Work item: Every line of the records below that holds the word "distant" should be copied out.

(Spatial localization data)
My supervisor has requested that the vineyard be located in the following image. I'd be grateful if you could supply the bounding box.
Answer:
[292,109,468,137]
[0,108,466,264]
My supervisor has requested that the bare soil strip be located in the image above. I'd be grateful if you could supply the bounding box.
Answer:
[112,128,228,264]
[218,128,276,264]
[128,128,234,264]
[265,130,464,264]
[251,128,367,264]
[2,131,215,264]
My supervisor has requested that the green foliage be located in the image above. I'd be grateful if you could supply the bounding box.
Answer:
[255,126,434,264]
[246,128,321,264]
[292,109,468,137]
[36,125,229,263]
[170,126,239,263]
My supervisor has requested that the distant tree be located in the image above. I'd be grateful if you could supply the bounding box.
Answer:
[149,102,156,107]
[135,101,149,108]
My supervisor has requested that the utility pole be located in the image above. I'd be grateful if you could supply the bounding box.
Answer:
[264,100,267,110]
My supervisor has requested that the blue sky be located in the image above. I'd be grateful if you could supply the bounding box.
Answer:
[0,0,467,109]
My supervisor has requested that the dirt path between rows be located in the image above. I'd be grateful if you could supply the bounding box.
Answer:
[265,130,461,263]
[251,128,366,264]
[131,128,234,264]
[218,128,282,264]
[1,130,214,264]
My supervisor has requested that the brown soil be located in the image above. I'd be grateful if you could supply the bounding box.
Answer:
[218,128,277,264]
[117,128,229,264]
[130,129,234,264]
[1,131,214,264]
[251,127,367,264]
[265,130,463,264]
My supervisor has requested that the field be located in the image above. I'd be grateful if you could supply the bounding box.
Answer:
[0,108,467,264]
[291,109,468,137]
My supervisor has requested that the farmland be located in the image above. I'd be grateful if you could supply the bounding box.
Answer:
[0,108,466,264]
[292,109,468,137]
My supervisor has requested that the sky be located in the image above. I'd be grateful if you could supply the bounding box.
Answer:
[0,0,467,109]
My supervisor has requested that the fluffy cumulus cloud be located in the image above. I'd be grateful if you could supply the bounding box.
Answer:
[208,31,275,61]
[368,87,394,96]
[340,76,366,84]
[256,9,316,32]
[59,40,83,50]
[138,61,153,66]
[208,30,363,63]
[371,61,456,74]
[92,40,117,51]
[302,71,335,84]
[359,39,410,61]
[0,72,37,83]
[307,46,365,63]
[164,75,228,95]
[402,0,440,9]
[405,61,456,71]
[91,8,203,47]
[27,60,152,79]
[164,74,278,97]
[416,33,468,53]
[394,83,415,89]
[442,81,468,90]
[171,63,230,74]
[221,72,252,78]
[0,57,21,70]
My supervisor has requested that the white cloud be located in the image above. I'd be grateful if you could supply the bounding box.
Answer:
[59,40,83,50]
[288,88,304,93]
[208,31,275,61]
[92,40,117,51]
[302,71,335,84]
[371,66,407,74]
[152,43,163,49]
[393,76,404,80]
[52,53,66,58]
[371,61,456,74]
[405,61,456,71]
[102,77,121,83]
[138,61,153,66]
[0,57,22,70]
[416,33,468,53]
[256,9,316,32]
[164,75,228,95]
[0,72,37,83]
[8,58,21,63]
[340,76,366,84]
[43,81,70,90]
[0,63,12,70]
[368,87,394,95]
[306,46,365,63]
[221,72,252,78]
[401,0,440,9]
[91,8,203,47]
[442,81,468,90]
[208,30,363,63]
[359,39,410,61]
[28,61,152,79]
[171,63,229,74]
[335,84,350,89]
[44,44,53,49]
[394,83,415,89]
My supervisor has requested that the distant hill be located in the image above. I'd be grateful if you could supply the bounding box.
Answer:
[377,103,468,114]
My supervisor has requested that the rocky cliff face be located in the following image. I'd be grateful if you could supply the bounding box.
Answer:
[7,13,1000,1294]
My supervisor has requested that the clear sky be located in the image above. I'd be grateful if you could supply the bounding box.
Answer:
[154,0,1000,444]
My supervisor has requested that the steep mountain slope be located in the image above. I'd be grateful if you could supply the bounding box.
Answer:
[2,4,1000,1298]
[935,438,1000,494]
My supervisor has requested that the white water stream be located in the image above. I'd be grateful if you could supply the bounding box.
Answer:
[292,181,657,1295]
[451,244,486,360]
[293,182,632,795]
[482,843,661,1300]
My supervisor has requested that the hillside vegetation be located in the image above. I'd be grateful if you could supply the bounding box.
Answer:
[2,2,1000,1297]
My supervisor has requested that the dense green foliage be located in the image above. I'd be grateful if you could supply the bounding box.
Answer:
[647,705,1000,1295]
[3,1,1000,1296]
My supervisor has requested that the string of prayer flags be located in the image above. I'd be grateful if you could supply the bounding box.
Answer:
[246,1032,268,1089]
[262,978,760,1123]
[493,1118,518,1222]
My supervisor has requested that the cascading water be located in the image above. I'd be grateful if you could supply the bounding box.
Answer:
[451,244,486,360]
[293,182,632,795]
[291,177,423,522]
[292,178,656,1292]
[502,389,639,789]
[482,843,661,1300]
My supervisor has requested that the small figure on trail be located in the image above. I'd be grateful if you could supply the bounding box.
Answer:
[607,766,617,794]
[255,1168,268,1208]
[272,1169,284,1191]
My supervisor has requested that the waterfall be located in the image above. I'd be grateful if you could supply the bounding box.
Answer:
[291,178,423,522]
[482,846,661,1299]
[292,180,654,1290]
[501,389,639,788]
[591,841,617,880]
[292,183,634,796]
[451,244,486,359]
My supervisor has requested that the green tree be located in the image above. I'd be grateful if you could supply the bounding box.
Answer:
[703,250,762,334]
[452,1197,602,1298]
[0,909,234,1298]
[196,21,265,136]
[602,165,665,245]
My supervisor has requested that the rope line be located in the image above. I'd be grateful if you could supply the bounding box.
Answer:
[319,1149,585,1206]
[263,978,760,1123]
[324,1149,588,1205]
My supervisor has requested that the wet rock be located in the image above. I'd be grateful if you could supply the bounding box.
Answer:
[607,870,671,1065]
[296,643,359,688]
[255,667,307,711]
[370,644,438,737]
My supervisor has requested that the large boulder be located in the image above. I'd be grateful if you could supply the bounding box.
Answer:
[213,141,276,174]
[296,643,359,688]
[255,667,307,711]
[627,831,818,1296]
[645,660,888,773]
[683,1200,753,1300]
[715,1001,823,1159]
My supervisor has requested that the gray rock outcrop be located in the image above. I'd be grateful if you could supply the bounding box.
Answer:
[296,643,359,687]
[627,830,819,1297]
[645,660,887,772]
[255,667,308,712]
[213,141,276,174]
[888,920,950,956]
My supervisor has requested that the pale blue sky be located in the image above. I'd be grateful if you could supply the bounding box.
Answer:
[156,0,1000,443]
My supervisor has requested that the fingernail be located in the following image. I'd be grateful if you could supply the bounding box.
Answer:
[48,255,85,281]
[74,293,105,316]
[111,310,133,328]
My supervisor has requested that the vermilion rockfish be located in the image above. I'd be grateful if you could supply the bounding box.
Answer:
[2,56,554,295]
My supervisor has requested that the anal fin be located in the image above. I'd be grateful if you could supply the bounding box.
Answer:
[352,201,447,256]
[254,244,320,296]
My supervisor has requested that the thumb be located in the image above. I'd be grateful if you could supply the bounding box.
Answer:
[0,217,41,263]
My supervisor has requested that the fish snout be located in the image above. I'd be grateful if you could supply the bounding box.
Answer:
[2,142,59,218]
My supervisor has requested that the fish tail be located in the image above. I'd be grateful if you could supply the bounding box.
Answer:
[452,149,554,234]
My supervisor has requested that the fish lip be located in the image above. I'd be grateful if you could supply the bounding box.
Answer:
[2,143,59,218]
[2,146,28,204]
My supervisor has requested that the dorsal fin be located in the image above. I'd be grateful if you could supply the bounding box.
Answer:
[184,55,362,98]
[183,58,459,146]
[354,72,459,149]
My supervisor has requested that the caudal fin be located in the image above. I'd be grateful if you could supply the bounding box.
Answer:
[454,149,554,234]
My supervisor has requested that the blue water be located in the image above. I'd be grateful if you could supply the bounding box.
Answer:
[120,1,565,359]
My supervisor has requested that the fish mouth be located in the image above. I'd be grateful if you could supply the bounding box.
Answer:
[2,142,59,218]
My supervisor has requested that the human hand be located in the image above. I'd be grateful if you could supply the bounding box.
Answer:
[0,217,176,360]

Answer:
My supervisor has requested that the distant tree be located in the image above. I'd be grateful if you could supply the bounding box.
My supervisor has requested that the distant hill be located in the image above. I'd be grateful if you could supply the bounding box.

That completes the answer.